BRIEF:
Write the data out again exactly, with no pictures.

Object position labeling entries
▼

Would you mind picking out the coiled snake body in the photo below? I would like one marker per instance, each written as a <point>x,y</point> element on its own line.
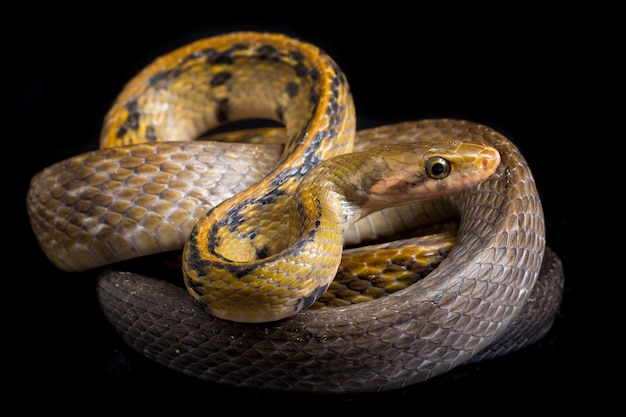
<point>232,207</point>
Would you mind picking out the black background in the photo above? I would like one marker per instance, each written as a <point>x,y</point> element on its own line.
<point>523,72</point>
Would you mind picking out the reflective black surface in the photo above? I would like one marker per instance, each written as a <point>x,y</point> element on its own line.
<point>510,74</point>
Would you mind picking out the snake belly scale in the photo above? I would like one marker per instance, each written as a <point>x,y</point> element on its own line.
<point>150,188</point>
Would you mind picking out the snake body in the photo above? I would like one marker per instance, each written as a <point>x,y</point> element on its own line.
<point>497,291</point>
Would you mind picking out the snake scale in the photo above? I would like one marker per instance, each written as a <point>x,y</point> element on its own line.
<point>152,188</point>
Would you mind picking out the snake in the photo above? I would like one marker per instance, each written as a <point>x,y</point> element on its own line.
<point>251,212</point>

▲

WRITTEN RESPONSE:
Would you mind picking out the coiled snake body in the photo below? I would like one marker per instance, each written as a <point>x,y</point> element on its own line.
<point>232,207</point>
Would you mind picking out the black background in the photo above? I would like one marker per instance, each written as a <point>x,y</point> element on its own line.
<point>523,72</point>
Would you mind picking out the reflective black surface in the photo above? I would like one marker per instance, each written as a <point>x,y</point> element on its own line.
<point>510,74</point>
Would you mind picking out the snake belly scale in the photo above? I would like one marker per instance, each written as a <point>x,y</point> element on its own line.
<point>150,188</point>
Would you mind picking out the snake body in the photo above? I would like one marker per instance, each written as a <point>x,y</point> element on its own line.
<point>497,291</point>
Would you mind picking out the snake scale in the photo above? I would like one marker per instance, each written as a <point>x,y</point> element on its own line.
<point>152,188</point>
Would you mind picking out the snake in the photo above? I would like one marker per instance, each written as a <point>x,y</point> element on its own line.
<point>251,212</point>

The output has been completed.